● **練習問題**
A) 本文によると、フリーレンを演じているのは誰ですか。
B) ヒンメルがフリーレンに向ける「好き」について、本文が挙げている愛の種類をすべて書き出してください。
C) 本文の「僕の解釈ですけど、あれは一種」から「しいんじゃないかと思います。」までを、「故郷」を「ふるさと」に置き換えて書き直してください。

● **本文抜粋**
一見無意味そうでも、楽しんだもんがちだよねっていう。それはヒンメルを通して再確認させてもらいました。大人になるにつれて忘れがちですよね、そういうのって。人生を楽しみながら生きる…もちろん、その方法は人それぞれですけど、本当に大事なことだなと思います。「楽しい」と「楽」は違いますからね。それに、気負わずにとりあえず一歩踏み出してみたら、意外と…っていうことがあるかもしれない。僕にとっての声優のお仕事もそうですから。振り返ると、昔の自分は声優になりたい、なれるだろうと漠然と思っていて。そんな簡単じゃないですし、大人たちにもそう言われましたけど、当時は若かったのでなれると信じて突き進んできたのが、今という結果になっている。そう考えると思い切りのよさとか、信じる力ってやっぱり大事だなと。無駄なことなんて一つもないんです。

◆ヒンメルとフリーレンの関係性については、どうとらえていますか?

よく「ヒンメルはフリーレンのことが好きなんですか?」って聞かれるんです。実際どうなのかは原作の先生に聞いていただきたいんですけども(笑)、僕が演じる上で考えているのは、きっと「好き」は「好き」なんでしょう。でもその「好き」は、単純に恋人への愛とか、そんな簡単な物差しで測れるものではなくて。父親から子供への愛にも近かったり、子供から母親への愛にも近かったり。いろんな意味の愛が複合されていて、その中の一つに恋人への愛も含まれているんじゃないですかね。だから僕はフリーレンの名前を呼ぶときは、いつも全ての慈愛を込めるようにしています。

◆フリーレンの回想で出てきた、蒼月草の話をするシーン。あそこもフリーレンへの愛を感じる瞬間でした。

僕の解釈ですけど、あれは一種の愛情表現ですよね。故郷にある花を「いつか君に見せてあげたい」なんて。つまり僕の故郷に来てほしいという風に受け取れますし。でも、ヒンメルは見返りを求めているわけでもなくて。自分の思いを一方通行で伝えているだけですけど、それだけでうれしいだろうし、後で思い返してくれることもまたうれしいんじゃないかと思います。

『葬送のフリーレン』
『葬送のフリーレン』©山田鐘人・アベツカサ/小学館/「葬送のフリーレン」製作委員会

◆フリーレンを演じる種﨑敦美さんのお芝居の印象は?

もともと種﨑さんには、演じるキャラクターがこういう姿形や骨格なのであれば、こういう性格なのであれば、きっとこういう声が出るんじゃないかととらえる能力が高く、もちろんそれを発する力も強いというイメージがあって。フリーレンはどんな声で来るんだろうと。

● **提供データ**
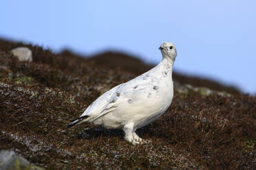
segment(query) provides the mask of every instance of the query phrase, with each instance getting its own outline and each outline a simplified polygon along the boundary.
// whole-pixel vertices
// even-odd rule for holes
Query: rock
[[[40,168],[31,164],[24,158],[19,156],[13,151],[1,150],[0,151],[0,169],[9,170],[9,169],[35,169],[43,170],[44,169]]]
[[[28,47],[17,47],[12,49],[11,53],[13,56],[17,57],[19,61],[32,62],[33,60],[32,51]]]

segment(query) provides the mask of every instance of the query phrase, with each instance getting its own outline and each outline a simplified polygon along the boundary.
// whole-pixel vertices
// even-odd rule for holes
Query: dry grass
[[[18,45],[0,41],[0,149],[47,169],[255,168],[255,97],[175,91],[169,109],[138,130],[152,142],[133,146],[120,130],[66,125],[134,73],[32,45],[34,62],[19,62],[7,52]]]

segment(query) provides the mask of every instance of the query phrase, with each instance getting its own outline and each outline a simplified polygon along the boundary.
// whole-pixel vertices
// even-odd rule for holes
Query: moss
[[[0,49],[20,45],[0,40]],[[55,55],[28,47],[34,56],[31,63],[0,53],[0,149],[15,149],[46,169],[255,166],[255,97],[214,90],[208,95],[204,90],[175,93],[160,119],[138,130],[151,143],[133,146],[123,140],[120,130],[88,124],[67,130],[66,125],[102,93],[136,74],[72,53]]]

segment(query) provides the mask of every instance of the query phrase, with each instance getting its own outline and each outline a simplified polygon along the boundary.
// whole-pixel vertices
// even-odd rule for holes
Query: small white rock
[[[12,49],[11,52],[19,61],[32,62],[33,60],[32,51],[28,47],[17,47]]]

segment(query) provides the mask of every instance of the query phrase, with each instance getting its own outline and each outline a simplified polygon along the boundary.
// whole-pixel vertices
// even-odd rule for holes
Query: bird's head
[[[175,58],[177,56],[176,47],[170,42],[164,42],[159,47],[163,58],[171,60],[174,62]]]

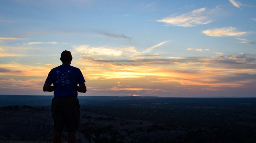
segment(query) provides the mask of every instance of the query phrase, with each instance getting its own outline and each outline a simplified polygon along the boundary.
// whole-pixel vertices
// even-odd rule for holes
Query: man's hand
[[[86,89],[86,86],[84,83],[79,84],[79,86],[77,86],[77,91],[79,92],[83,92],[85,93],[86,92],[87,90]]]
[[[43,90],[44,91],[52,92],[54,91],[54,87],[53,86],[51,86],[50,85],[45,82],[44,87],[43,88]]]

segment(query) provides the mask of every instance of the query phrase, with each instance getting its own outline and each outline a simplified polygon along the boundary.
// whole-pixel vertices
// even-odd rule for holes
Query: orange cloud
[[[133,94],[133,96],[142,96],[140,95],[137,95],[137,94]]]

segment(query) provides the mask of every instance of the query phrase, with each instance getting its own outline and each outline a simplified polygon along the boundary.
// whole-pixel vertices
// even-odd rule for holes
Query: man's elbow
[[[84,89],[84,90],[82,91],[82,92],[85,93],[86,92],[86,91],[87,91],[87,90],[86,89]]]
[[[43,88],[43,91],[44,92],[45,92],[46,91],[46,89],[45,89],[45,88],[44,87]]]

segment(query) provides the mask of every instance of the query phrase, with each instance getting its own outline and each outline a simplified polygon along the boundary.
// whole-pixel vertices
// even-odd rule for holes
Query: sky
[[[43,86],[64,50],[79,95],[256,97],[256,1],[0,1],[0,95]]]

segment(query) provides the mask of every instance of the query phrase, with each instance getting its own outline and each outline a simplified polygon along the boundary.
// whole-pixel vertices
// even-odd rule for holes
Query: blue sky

● **問題の解答**
A) 種﨑敦美さんです。

B) 恋人への愛、父親から子供への愛、子供から母親への愛

C)
僕の解釈ですけど、あれは一種の愛情表現ですよね。ふるさとにある花を「いつか君に見せてあげたい」なんて。つまり僕のふるさとに来てほしいという風に受け取れますし。でも、ヒンメルは見返りを求めているわけでもなくて。自分の思いを一方通行で伝えているだけですけど、それだけでうれしいだろうし、後で思い返してくれることもまたうれしいんじゃないかと思います。